▸ **SOURCE**
╔══
Over the last year, Australian universities have been subject to a Zionist political pressure campaign for their varied responses to ongoing university student protests against Israel’s genocide of Palestinians in Gaza. This culminated recently in the Australian Senate with calls to investigate universities for antisemitism.

On October 2, 2024, the Australian Senate Standing Committee on Legal and Constitutional Affairs released a set of recommendations as part of a review of a bill calling for a judicial inquiry into antisemitism at universities. The Committee recommended that the Attorney General refer an inquiry into antisemitism at Australian universities to the Parliamentary Joint Committee on Human Rights. In addition, it recommended that the Tertiary Education Quality and Standards Agency (TEQSA) will work together with the newly appointed Special Envoy to Combat Antisemitism to ensure that universities review their complaints processes to a “real and meaningful outcomes for complainants.”

These recommendations, which the government supports, will put the University sector under constant, ongoing, political scrutiny, serving as a reminder that they need to keep their staff and students on a leash. They are part of an ongoing political attack on academic freedom that predates October 7, which seeks to silence critical discussions about Israel and to label any academic activity, including teaching and scholarship, that criticizes Israel as antisemitic and therefore illegitimate, and illegal.
╚══
Excerpt from a dataset
╔══
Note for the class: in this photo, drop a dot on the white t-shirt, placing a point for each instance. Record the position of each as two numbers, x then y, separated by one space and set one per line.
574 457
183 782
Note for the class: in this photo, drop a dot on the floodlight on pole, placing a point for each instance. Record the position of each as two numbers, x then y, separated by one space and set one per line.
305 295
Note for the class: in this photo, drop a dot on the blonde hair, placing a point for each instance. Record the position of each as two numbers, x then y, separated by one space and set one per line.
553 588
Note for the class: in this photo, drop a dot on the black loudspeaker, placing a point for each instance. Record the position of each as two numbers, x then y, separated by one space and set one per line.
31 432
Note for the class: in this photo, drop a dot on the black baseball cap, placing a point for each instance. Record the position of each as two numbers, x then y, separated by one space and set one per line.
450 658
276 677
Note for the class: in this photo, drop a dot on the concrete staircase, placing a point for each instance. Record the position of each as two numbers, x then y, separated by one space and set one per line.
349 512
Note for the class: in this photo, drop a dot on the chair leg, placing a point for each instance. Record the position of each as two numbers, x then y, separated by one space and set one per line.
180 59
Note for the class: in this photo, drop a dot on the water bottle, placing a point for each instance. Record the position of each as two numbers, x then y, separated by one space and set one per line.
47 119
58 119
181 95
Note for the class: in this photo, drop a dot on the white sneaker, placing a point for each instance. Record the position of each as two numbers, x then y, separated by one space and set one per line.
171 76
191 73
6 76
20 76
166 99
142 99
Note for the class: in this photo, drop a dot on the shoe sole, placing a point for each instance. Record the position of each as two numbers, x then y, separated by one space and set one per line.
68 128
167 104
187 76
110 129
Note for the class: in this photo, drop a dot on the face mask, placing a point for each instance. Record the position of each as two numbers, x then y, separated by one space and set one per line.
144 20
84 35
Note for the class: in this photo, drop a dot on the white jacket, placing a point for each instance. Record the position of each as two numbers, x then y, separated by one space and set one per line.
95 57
╚══
▸ **WHAT IS ASKED**
Extend the passage on the Senate inquiry into antisemitism at Australian universities, beginning after its final sentence.

▸ **RESPONSE TO THIS TASK**
Zionist pressure on universities

For a number of years now, Zionist groups have been pressuring universities to adopt the IHRA against calls from academics, student groups, and the National Tertiary Education Union (NTEU) to reject it. Indeed, university presidents and administration, with some exceptions, learned a bitter lesson from the experience of the United Kingdom and elsewhere about the threat that the IHRA poses to academic freedom and freedom of speech on campuses. And so, while in the U.K. 75% of the universities adopted the IHRA following a threat by the Secretary of State for Education to withhold funding from universities, only 5 out of 37 universities in Australia adopted the IHRA to date. The position of many universities was that Australia’s anti-discrimination legislation and their own anti-racism policies are sufficient protection mechanisms in themselves.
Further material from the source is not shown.